I said as in the same principle meaning all modern rifles basically do the same operation when the trigger is engaged the hammer strikes the firing pin which strikes the primer of the round. This fundamental principle, something you obviously don't understand, this is found in nearly every rifle and that is how rifles are made today, no R&D required for this. Other mechanics may differ but the fundamental principle is quite similar.



> By your logic, India should already have their rifle up and running, and it shouldn't have cost them as much as it has already.



They recently developed a multi-caliber rifle, that already is a major step.



> Pakistan's next rifle of choice will depend on certain requirements that the new rifle must fulfill, so as long as it fills those requirements, it matters very little how old or new the rifle is. You seem to be confusing old with obsolete, which is a false assumption to make. Pakistan can go for a G-36,



Said nothing about new vs old, new as in the next rifle, G3 is an old rifle and it serves the army well. Pakistan can go for G-36, a rifle you know nothing about. Problems have arisen with the G-36 from loss of accuracy, barrel, and lack of heat dissipation according to Der Spiegel German troops reporting failures; and no Pakistan isn't interested in the G-36. G-36 doesn't have any significant advantages that it could give Pakistani troops that the G3 can't. Now you would have known that had you actually done some research yourself into the G36.

────────────────

* **Short exercise A**:
Write out the rifle discussion again, starting with "I said as in" and going on through "it has already.", substituting "striker" for "firing pin".
* **Short exercise B**:
Proceed with the rifle discussion, picking up after its final sentence.
The entries after the rifle discussion are separate material.

────────────────

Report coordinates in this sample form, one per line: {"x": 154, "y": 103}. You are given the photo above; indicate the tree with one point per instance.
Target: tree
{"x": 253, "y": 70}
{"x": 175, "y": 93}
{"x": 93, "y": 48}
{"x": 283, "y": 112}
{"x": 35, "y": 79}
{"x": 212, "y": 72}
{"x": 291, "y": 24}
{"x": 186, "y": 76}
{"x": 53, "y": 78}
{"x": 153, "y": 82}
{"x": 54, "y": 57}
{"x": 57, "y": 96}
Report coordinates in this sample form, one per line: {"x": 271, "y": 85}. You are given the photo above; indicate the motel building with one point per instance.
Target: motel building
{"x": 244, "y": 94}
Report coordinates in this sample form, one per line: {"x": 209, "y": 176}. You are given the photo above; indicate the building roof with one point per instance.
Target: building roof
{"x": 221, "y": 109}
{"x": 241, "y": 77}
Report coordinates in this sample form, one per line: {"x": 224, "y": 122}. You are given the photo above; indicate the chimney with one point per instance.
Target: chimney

────────────────

* **Task answer A**:
I said as in the same principle meaning all modern rifles basically do the same operation when the trigger is engaged the hammer strikes the striker which strikes the primer of the round. This fundamental principle, something you obviously don't understand, this is found in nearly every rifle and that is how rifles are made today, no R&D required for this. Other mechanics may differ but the fundamental principle is quite similar.



> By your logic, India should already have their rifle up and running, and it shouldn't have cost them as much as it has already.

* **Task answer B**:
> What happened to France is not what you're claiming. The French didn't shut it down because they wanted to, it's because there was no more demand for the FAMAS, and with no foreign orders, the company went bankrupt. It had nothing to do with France purposefully shutting it down. Don't misrepresent the situation. Also, do you know how long it took to develop and deploy the FAMAS? From 1967 to 1978 when it was put into full production, that's 11 years.


The company shutdown because they didn't innovate and made a bad product (Famas) and was purchased and merged with Nexter that now manufacturers a multitude of military hardware.



> Also, do you know how long it took to develop and deploy the FAMAS? From 1967 to 1978 when it was put into full production, that's 11 years.



France's firearms company had little experience with NATO specification 5.56 which was a new caliber at the time, since then many firearms manufacturers have learned more about 5.56 caliber rifles. That's one major reason why R&D back in that era took longer as a new NATO 5.56, NATO magazines, and all new specifications were introduced and implemented by NATO for a standard issued rifle. Again, something you of course didn't know. R&D for a .308 or 5.56 rifle wouldn't necessarily take 11 years to do to develop a new rifle, POF has years of firearms manufacturing experience.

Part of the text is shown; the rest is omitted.